◆ Text segment:
----------------
Dynamic Characteristics of a Hydraulic Amplification Mechanism for Large Displacement Actuators Systems
Xavier Arouette, Yasuaki Matsumoto, Takeshi Ninomiya, Yoshiyuki Okayama and Norihisa Miki *
School of Integrated Design Engineering, Keio University, 3-14-1 Hiyoshi, Kohoku-ku, Yokohama, Kanagawa, 223-8522, Japan
Author to whom correspondence should be addressed; Tel: +81-45-566-1430; Fax: +81-45-566-1495.
Received: 1 January 2010; in revised form: 23 February 2010 / Accepted: 9 March 2010 / Published: 29 March 2010


We have developed a hydraulic displacement amplification mechanism (HDAM) and studied its dynamic response when combined with a piezoelectric actuator. The HDAM consists of an incompressible fluid sealed in a microcavity by two largely deformable polydimethylsiloxane (PDMS) membranes. The geometry with input and output surfaces having different cross-sectional areas creates amplification. By combining the HDAM with micro-actuators, we can amplify the input displacement generated by the actuators, which is useful for applications requiring large deformation, such as tactile displays. We achieved a mechanism offering up to 18-fold displacement amplification for static actuation and 12-fold for 55 Hz dynamic actuation.
----------------
◆ Collected material:
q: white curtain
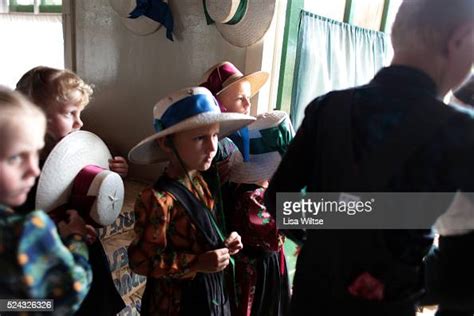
----------------
◆ Tasks to perform:
**1.** In the hydraulic amplification text, what holds the incompressible fluid sealed in the microcavity?
**2.** Please translate this sentence from the hydraulic amplification text into Spanish: "The geometry with input and output surfaces having different cross-sectional areas creates amplification."

◆ Solution set:
**1.** Two largely deformable polydimethylsiloxane (PDMS) membranes.

**2.** La geometría, con superficies de entrada y de salida que tienen distintas áreas de sección transversal, genera la amplificación.